It's also about halfway that we see what we've expected all along. Willard Spanner travelled from San Francisco to New York in less than three hours in a sophisticated piece of flying machinery, a ball that can move at high speed in any direction without causing gravitational problems for the occupants. It would surely be the logical future of the aëronautical industry if only... well, if you read 'The Spook Legion', you won't be surprised at how this one ends; if 'The Roar Devil' follows suit, then we'll have a new trend on our hands.
There are other trends apparent too. One long-running trend is enhanced here when Monk appears to have been killed in a fight; he has two deep and bloody gouges to his head. Ham, whose long-running feud with Monk we know is an act, is distraught. 'He's the best friend I've got,' he wails, only to revert to his usual antagonistic type when it becomes clear that Monk is alive after all. One possible trend is that Dent chose here to mention a Tulsa newspaper by name. It's 'The Graphic', which probably isn't real, but still sounds more realistic than 'the leading Phoenix newspaper', which is what he used in 'The Red Skull'.
Another trend, new in 'The Spook Legion', the previous novel, but emphasised here is Doc's ability to sway people to his needs, not through his hypnotic gold-flaked eyes but by his connections. We learned early in the series that the New York police department had given Doc and his men honorary commissions and 'The Thousand-Headed Man' added that he had a similar in with the London equivalent. There have been others too, but they've always been official positions. In 'The Spook Legion', it's his stature as the anonymous saviour of the opera company targeted by invisible men that gives him some clout and, here, we get two more examples. One is a commercial airline, whose employees are put at his service when he shows them a card; he owns a 'goodly portion' of their stock. The other is a newspaper, whose publisher won't play ball with him; he'll only hand over the notes that Doc needs in return for exclusive rights to his adventures. Doc nixes that by highlighting that he's both a federal agent and a director of the chain which owns the majority stock of the paper. 'You win,' replies the publisher.
Outside of that, the most obvious enhancement to the Doc mythos is a prominent use of his answering machine on the very first page. If I'm remembering correctly, we've encountered this device before, the combination of a dictaphone voice recorder and a phonographic speaker, but we haven't heard the message that Doc set before. We get that here. 'This is a mechanical robot,' it says, 'speaking from Doc Savage's headquarters and advising you that Doc Savage is not present, but that any message you care to speak will be recorded on a dictaphone and will come to Doc Savage's attention later.' It wraps up with, 'You may proceed with whatever you wish to say, if anything.' This seems odd to me, not just the impersonal nature of the message but the fact that it mentions Doc Savage three times. Talk about redundant! It also flies in the face of the suggestion that Doc's ego isn't as big as his many talents.
------------------------------------
The exercise:
In the Doc Savage review, how does Doc get the newspaper publisher to hand over the notes he needs?

Supplied information:
------------------------------------
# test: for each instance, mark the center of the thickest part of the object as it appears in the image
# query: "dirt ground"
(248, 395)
------------------------------------
Answer to the task:
He points out that he is both a federal agent and a director of the chain that owns the majority stock of the paper.